◆ Texte à analyser:
___
Prenons l’exemple du projet de loi relatif à la prévention de la délinquance, actuellement débattu au Parlement. Il crée des confusions importantes entre soins et contrôle social, sanctions et contrôle social, sanctions et soins. Il instaure la confusion y compris dans les domaines de compétence, comme si tout devait relever de la sphère politique dans ce pays.

Le maire, dont le rôle est indispensable en matière d’urbanisme, d’aménagement, de logement, d’action sociale, de culture, de formation, d’économie et dont les décisions ont des conséquences importantes en matière de prévention de la délinquance, n’est pas le mieux placé pour s’occuper de politique pénale et de soins psychiatriques, comme l’ont rappelé les praticiens hospitaliers.

Car le maire, ne l’oublions pas, est en liberté surveillée politique. Il manque d’indépendance vis-à-vis de la pression locale directe. Il opère des délégations non contrôlées dans les grandes villes.

L’élection rend légitime mais pas forcément compétent en matière juridique, psychologique et sociale. Souvenons-nous aussi du peu de courage des responsables politiques quand ils étaient chargés de prendre les décisions sur les mises en libération conditionnelle des détenus purgeant des longues peines.

On assiste dans notre pays à un renouveau extrêmement fort du contrôle social, qui doit nous conduire à nous interroger sur son but, sa pertinence, son utilité et son impact.
___
◆ Documents fournis:

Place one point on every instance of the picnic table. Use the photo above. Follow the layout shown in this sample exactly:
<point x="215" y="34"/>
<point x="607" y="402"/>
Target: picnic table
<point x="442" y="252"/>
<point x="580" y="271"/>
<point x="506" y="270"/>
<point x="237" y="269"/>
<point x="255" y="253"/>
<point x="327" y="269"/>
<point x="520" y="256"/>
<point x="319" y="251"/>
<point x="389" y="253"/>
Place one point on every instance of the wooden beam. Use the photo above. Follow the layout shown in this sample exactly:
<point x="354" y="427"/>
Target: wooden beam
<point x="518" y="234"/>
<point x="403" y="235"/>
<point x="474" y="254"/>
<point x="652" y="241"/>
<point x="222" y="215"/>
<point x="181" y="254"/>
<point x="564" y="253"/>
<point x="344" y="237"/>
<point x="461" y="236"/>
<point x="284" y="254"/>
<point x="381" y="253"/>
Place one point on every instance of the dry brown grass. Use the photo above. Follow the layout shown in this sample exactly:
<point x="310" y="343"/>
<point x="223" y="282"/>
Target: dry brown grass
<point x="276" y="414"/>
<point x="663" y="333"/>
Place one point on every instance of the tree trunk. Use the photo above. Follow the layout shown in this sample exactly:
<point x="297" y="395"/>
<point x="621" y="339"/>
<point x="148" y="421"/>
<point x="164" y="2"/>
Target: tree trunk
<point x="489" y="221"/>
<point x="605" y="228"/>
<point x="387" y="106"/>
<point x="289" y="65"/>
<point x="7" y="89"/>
___
◆ Travail à faire:
**1.** Mettez à jour le passage du texte sur la prévention de la délinquance qui commence à « L’élection rend légitime » et se termine à « des longues peines. », en remplaçant « compétent » par « qualifié ».
**2.** Rédigez la suite du texte sur la prévention de la délinquance, à partir de sa dernière phrase.
Les entrées proviennent d'une autre source que le texte.

◆ Résultats attendus:
**1.**
L’élection rend légitime mais pas forcément qualifié en matière juridique, psychologique et sociale. Souvenons-nous aussi du peu de courage des responsables politiques quand ils étaient chargés de prendre les décisions sur les mises en libération conditionnelle des détenus purgeant des longues peines.

**2.**
Gardons un juste équilibre entre sécurité collective et libertés individuelles. Vieux débat qui devrait nous pousser à ne pas opérer dans la précipitation, et pour flatter l’opinion publique, à des arbitrages qui instaurent la confusion des rôles et des pouvoirs.

Ainsi en est-il du développement du nombre des fichiers informatiques déjà condamné par la CNIL, de la stigmatisation de personnes ou de groupes de personnes, de l’exigence de prédictibilité comportementale, de l’accroissement de la concentration des pouvoirs dans les mains des préfets et des commissaires de police.

Au congrès de Marseille, le 11 octobre dernier, les psychiatres hospitaliers ont unanimement condamné l’économie de la loi prévention délinquance, qui crée une sorte de lettre de camisole.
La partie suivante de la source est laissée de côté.